[TASK ITEM]
Print the lines of the data, starting with the first, up to and including the line where "Segment blue turban from the image above." appears.

• • • • • • •

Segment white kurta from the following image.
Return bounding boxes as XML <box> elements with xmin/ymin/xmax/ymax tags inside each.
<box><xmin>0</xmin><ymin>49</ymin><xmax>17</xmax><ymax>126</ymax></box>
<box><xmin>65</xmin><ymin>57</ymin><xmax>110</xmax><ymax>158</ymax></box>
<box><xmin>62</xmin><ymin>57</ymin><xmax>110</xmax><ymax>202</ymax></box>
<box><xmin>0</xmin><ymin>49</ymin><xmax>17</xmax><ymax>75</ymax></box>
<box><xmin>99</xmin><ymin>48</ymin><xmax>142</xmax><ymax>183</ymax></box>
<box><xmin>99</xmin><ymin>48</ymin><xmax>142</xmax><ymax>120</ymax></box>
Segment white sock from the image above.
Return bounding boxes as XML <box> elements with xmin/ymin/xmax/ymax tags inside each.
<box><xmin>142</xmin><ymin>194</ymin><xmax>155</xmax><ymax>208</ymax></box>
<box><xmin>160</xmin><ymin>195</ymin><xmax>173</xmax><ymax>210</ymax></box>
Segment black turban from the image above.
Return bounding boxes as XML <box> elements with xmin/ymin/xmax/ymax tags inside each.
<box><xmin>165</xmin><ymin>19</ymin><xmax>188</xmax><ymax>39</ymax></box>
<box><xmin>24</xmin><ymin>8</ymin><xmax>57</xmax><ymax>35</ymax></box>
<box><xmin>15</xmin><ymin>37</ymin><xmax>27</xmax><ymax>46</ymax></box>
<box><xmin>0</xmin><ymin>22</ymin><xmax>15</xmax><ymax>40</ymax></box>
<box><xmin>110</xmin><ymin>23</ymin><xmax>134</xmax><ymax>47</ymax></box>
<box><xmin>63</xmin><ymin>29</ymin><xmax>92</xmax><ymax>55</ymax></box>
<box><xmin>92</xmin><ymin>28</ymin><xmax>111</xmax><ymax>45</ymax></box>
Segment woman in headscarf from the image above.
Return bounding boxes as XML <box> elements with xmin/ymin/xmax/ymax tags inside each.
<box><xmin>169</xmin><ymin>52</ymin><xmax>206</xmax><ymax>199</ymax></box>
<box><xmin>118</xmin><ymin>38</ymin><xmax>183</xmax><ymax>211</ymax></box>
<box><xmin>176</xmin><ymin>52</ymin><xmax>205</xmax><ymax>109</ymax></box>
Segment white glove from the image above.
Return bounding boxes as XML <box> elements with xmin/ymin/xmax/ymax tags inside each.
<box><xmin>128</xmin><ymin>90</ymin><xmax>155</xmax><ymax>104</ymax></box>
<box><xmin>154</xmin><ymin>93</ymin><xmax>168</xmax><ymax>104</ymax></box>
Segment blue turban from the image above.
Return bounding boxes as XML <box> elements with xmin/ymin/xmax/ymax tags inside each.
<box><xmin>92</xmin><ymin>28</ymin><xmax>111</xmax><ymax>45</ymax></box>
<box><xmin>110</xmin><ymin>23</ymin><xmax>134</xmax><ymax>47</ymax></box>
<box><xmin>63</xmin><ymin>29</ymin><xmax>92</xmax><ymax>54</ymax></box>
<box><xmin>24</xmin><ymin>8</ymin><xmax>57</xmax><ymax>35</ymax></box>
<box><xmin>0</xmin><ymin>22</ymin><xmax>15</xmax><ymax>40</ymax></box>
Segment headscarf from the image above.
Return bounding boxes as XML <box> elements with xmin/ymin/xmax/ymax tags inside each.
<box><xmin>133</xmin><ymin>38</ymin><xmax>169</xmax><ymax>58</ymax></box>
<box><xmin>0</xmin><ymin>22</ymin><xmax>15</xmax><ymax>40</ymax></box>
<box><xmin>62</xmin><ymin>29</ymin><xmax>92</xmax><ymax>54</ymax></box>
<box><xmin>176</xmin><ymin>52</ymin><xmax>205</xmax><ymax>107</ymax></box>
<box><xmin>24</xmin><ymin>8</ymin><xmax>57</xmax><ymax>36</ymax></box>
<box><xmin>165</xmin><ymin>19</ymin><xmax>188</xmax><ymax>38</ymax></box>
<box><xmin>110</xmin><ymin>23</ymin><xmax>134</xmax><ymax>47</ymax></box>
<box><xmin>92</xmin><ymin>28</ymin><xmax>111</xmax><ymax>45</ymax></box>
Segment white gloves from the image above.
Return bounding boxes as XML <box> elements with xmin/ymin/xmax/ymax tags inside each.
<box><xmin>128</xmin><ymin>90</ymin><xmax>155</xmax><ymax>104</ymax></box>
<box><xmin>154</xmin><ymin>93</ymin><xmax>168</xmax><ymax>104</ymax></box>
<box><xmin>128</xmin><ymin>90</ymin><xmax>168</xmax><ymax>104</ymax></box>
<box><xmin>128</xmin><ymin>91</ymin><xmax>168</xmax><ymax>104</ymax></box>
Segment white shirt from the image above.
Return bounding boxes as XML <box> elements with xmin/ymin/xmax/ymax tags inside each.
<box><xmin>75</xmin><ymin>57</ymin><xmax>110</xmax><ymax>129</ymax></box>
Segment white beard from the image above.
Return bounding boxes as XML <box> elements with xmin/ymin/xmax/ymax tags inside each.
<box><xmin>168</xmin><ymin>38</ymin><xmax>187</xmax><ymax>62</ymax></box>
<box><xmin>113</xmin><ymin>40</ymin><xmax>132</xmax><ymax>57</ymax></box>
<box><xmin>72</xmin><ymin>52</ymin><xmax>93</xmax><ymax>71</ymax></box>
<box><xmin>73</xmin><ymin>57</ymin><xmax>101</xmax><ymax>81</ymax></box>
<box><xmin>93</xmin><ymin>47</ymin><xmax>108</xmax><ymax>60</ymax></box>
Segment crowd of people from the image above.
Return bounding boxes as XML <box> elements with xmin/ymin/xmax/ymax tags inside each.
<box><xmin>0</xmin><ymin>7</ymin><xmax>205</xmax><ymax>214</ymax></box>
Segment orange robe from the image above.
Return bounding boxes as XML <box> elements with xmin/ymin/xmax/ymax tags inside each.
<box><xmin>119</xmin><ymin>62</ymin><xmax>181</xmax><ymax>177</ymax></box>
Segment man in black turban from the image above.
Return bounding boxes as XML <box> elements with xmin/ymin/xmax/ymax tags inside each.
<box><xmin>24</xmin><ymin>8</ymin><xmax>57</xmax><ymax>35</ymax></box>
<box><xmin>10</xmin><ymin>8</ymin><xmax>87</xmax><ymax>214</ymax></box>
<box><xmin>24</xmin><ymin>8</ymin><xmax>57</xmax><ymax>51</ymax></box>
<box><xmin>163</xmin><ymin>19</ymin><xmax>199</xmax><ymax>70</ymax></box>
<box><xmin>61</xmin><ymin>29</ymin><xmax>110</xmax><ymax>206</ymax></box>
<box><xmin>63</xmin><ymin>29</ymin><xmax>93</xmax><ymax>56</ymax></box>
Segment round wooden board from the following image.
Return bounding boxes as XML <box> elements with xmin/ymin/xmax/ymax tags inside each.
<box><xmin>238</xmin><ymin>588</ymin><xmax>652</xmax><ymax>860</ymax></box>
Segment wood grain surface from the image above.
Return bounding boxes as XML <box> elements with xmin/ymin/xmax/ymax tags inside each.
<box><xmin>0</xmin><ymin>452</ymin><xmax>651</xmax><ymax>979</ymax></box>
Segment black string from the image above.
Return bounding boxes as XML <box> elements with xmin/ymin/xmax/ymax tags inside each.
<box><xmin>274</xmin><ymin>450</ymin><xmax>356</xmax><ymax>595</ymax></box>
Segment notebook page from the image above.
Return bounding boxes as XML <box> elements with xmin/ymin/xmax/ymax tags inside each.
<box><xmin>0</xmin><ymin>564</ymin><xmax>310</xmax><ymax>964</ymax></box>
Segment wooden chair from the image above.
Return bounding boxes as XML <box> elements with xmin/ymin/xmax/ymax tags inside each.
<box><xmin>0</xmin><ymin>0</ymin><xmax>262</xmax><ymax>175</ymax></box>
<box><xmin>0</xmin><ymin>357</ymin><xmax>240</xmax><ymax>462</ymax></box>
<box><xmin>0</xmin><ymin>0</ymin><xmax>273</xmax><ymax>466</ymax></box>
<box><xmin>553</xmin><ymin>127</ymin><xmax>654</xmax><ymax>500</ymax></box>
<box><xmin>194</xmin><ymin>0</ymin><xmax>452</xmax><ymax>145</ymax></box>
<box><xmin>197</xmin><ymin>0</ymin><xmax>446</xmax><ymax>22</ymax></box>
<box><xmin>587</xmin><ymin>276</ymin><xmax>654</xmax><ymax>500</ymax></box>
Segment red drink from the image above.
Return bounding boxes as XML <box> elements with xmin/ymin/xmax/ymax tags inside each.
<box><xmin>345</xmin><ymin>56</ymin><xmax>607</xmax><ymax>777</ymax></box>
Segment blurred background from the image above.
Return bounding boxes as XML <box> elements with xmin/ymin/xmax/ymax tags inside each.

• • • • • • •

[EXERCISE ANSWER]
Segment white kurta from the following image.
Return bounding boxes as XML <box> elements with xmin/ymin/xmax/ymax tags inside each.
<box><xmin>0</xmin><ymin>49</ymin><xmax>17</xmax><ymax>126</ymax></box>
<box><xmin>65</xmin><ymin>57</ymin><xmax>110</xmax><ymax>158</ymax></box>
<box><xmin>62</xmin><ymin>57</ymin><xmax>110</xmax><ymax>202</ymax></box>
<box><xmin>0</xmin><ymin>49</ymin><xmax>17</xmax><ymax>75</ymax></box>
<box><xmin>99</xmin><ymin>48</ymin><xmax>142</xmax><ymax>183</ymax></box>
<box><xmin>99</xmin><ymin>48</ymin><xmax>142</xmax><ymax>120</ymax></box>
Segment white sock from the image above.
Return bounding boxes as XML <box> elements with xmin/ymin/xmax/ymax tags inside each.
<box><xmin>142</xmin><ymin>194</ymin><xmax>155</xmax><ymax>208</ymax></box>
<box><xmin>160</xmin><ymin>195</ymin><xmax>173</xmax><ymax>210</ymax></box>
Segment black turban from the image above.
Return bounding boxes as XML <box> elements with xmin/ymin/xmax/ymax tags inside each.
<box><xmin>165</xmin><ymin>19</ymin><xmax>188</xmax><ymax>39</ymax></box>
<box><xmin>24</xmin><ymin>8</ymin><xmax>57</xmax><ymax>35</ymax></box>
<box><xmin>15</xmin><ymin>37</ymin><xmax>27</xmax><ymax>46</ymax></box>
<box><xmin>0</xmin><ymin>22</ymin><xmax>15</xmax><ymax>40</ymax></box>
<box><xmin>110</xmin><ymin>23</ymin><xmax>134</xmax><ymax>47</ymax></box>
<box><xmin>63</xmin><ymin>29</ymin><xmax>92</xmax><ymax>55</ymax></box>
<box><xmin>92</xmin><ymin>28</ymin><xmax>111</xmax><ymax>45</ymax></box>
Segment woman in headscarf from the image above.
Return bounding boxes as XML <box> elements with xmin/ymin/xmax/ymax tags inside each.
<box><xmin>169</xmin><ymin>52</ymin><xmax>206</xmax><ymax>199</ymax></box>
<box><xmin>118</xmin><ymin>38</ymin><xmax>183</xmax><ymax>211</ymax></box>
<box><xmin>176</xmin><ymin>52</ymin><xmax>205</xmax><ymax>109</ymax></box>
Segment white glove from the image above.
Return bounding boxes as XML <box> elements with xmin/ymin/xmax/ymax tags inside each.
<box><xmin>128</xmin><ymin>90</ymin><xmax>155</xmax><ymax>104</ymax></box>
<box><xmin>154</xmin><ymin>93</ymin><xmax>168</xmax><ymax>104</ymax></box>
Segment blue turban from the image above.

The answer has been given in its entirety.